··· Document section

# My shop, if you can call it a shop.



## shadetree_1 (May 29, 2014)

Not much in the way of a shop but it will do until I can get a building put up.

Reactions: Like 6 | EyeCandy! 1 | Way Cool 4


----------



## manbuckwal (May 29, 2014)

These are nice looking blanks (along with all the other awesome DIW) , what are they ?

Reactions: Agree 1


----------



## Tclem (May 29, 2014)

I need to come visit you


----------



## shadetree_1 (May 29, 2014)

Tclem said:


> I need to come visit you[/QUOTE
> 
> I've got 2 Dobbies here that don't do rednecks from Mississippi, unless they come bearing gifts!

Reactions: Funny 2


----------



## shadetree_1 (May 29, 2014)

manbuckwal said:


> These are nice looking blanks (along with all the other awesome DIW) , what are they ?
> 
> View attachment 52167


 
Crosscut Bocote.


----------



## ironman123 (May 29, 2014)

Shouldn't need a big building. Not much equipment and just a little timber. haha . Kidding aside Joe, you have the most fabulous array of figured wood that I have seen. How many HP on that table saw?

······
··· Dataset rows

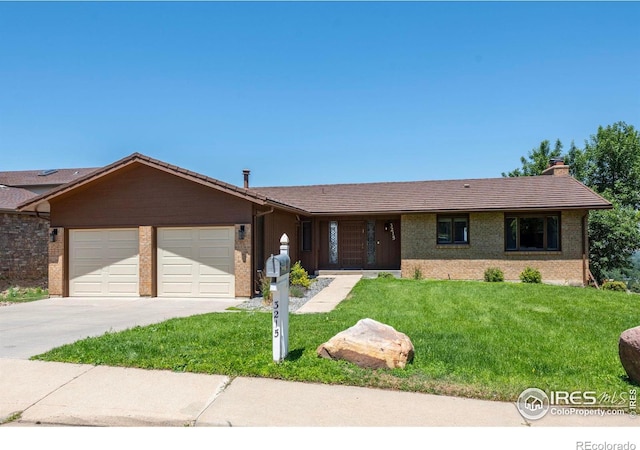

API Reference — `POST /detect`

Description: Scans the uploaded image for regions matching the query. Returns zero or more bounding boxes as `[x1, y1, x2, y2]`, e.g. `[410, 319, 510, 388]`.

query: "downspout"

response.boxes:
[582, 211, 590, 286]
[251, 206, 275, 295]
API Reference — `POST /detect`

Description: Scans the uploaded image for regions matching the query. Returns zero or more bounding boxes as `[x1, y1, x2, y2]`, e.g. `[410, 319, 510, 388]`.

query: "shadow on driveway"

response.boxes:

······

> _To do_:
1: Copy the shop thread from "Not much in" to "manbuckwal (May 29, 2014)", switching "building" to "garage".
2: In the shop thread, what does shadetree_1 say the blanks are?
3: List every username that has a post in the shop thread.
This material is separate from the shop thread and has no connection to it.

> _The responses_:
1:
Not much in the way of a shop but it will do until I can get a garage put up.

Reactions: Like 6 | EyeCandy! 1 | Way Cool 4


----------



## manbuckwal (May 29, 2014)

2: Crosscut Bocote.

3: shadetree_1, manbuckwal, Tclem, ironman123